### Reading text
*-*-*

The 1856 election shows the last time that the old alliance won out, as you can see that the Republican candidate had very little support outside of Greater New England. The combination of the moral fervor of the anti-slavery movement, which eventually won over the whole North, and the unreasonable expectations of the numerically inferior South, eventually brought the rest of the North to the Republican party.

Today I feel I see a bit of the reverse. The Liberal Patriot has a post up, Working Class and Hispanic Voters Are Losing Interest in the Party of Abortion, Gun Control and the January 6th Hearings, that shows the Democrat party catering more and more to the interests of college-educated whites, their intelligentsia. One of the arguments you saw around 2010 is that the McGovern coalition of liberal whites and minorities was now actually feasible. But this presupposed that minorities continued to vote Democrat at the same rates as before. The reality is that minorities without college educations are drifting away from the Democratic party.

What’s left then? The Democrats know what it’s like to run a huge and fractious coalition. With fewer and fewer moderates the party will finally have moral clarity. But victory? That I doubt.

Republican dominated states that are more pro-choice than you think

Because our politics have been nationalized, it’s easy to forget there are still regional quirks and variations. Comparing Pew’s 2014 views on abortion by state with 2020 election results, you can see that states like Wyoming, Montana, and Alaska are far more Republican and pro-Trump than they are anti-abortion. That didn’t matter too much…until recently.

Popularism is probably stillborn


Democrats Thought They Bottomed Out in Rural, White America. It Wasn’t the Bottom:

Republicans have never had a demographic stronghold as reliable as Black voters have been for Democrats, a group that delivers as many as nine out of 10 votes for the party. But some Democratic leaders are now sounding the alarm: What if rural, white voters — of which there are many — start voting that reliably Republican?

“In rural America the bottom for the Democratic Party is zero,” said Ethan Winter, a senior analyst at the group Data for Progress, who studies voter behavior. “I am serious about this.”

Rural, white voters in the past in the North had historic ties to the labor movement and an affinity for the Democratic Party. Increasingly, Mr. Winter said, those voters are more akin culturally to their neighbors to the South than to their local cities and suburbs.

*-*-*

### Labeled contour listing
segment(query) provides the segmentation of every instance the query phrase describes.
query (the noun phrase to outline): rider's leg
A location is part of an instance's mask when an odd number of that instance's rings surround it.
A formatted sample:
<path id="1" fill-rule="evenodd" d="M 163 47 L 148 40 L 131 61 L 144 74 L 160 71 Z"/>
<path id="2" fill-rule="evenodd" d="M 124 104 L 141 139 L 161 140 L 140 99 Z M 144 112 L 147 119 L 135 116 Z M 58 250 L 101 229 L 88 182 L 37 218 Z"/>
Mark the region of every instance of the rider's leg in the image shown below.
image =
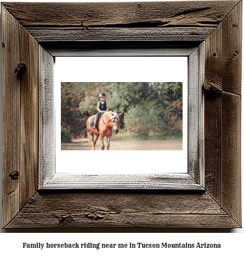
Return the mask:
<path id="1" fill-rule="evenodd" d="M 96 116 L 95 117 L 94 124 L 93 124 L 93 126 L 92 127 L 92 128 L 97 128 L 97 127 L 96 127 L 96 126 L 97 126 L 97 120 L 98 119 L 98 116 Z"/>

*-*-*

### Task to carry out
Please carry the commentary on shifting party coalitions forward with the passage that comes after its final sentence.

### Exercise output
Tom Bonier, one of the Democratic Party’s leading experts on voter data and the chief executive of TargetSmart, agreed. “You look at places in the Deep South where the white, rural vote is approaching 90 percent Republican,” he said. “That’s absolutely the concern.”

I actually looked up the Presidential year results from the county I grew up in eastern Oregon, and it doesn’t seem that the Democrats have really eroded much. They still get about 25-30% of the vote every election, which was the case a generation ago. So that suggests that the Deep South model does not hold everywhere, though it may apply to the Border States.

It is pretty obvious from reading The New York Times piece that there is no way that the Democrats are in a position to address the cultural concerns of rural America. Twenty years ago the Democratic whip in the House was David Bonior, who believed Roe vs. Wade was wrongly decided. That sort of stance would be a non-starter for any Democrat except at the most local level now.

It seems likely that Democrats will be competitive at the national-Presidential level, but the way the Senate is apportioned and the ability to pack urban districts in a first-past-the-post system means they’ll have problems in the future winning Congress unless they reposition themselves culturally, which I’m bearish on.

In Bloomberg Matt Yglesias makes the case for a repositioning, The nation and the Democratic Party need a moderate president with populist tendencies and no particular affinity with the cultural left. But he himself notes that the Democratic Party’s staff is just very culturally Left, and just like Donald Trump couldn’t control his administration due to personnel issues, so Biden would have the same problem. Also, we have a historical precedent for repositioning, Bill Clinton’s triangulation after 1994. But do a thought experiment and imagine Biden even attempting to do some of the policies Clinton executed on, like Welfare Reform.

Despite what we thought back then, the 1990’s were a culturally less polarized time.

(the main upside from a Democratic perspective is that the Republicans have not shown much ability to govern and legislate after winning elections)

The Democrats have an operative vs. voter base problem

Both Ruy Teixeira and John Judis, authors of The Emerging Democratic Majority, have turned on the major public message of their book, that demography is destiny and the Democrats just had to wait for the future (the book itself is more subtle, but you can ask Francis Fukuyama how much people look beyond the title).

Teixeria’s essays of late have been very interesting though, as he doesn’t seem to keen on many partisan pieties. His latest, Did the Democrats Misread Hispanic Voters?:

… The reality of the Hispanic population is that they are, broadly speaking, an overwhelmingly working class, economically progressive, socially moderate constituency that cares above all, about jobs, the economy and health care.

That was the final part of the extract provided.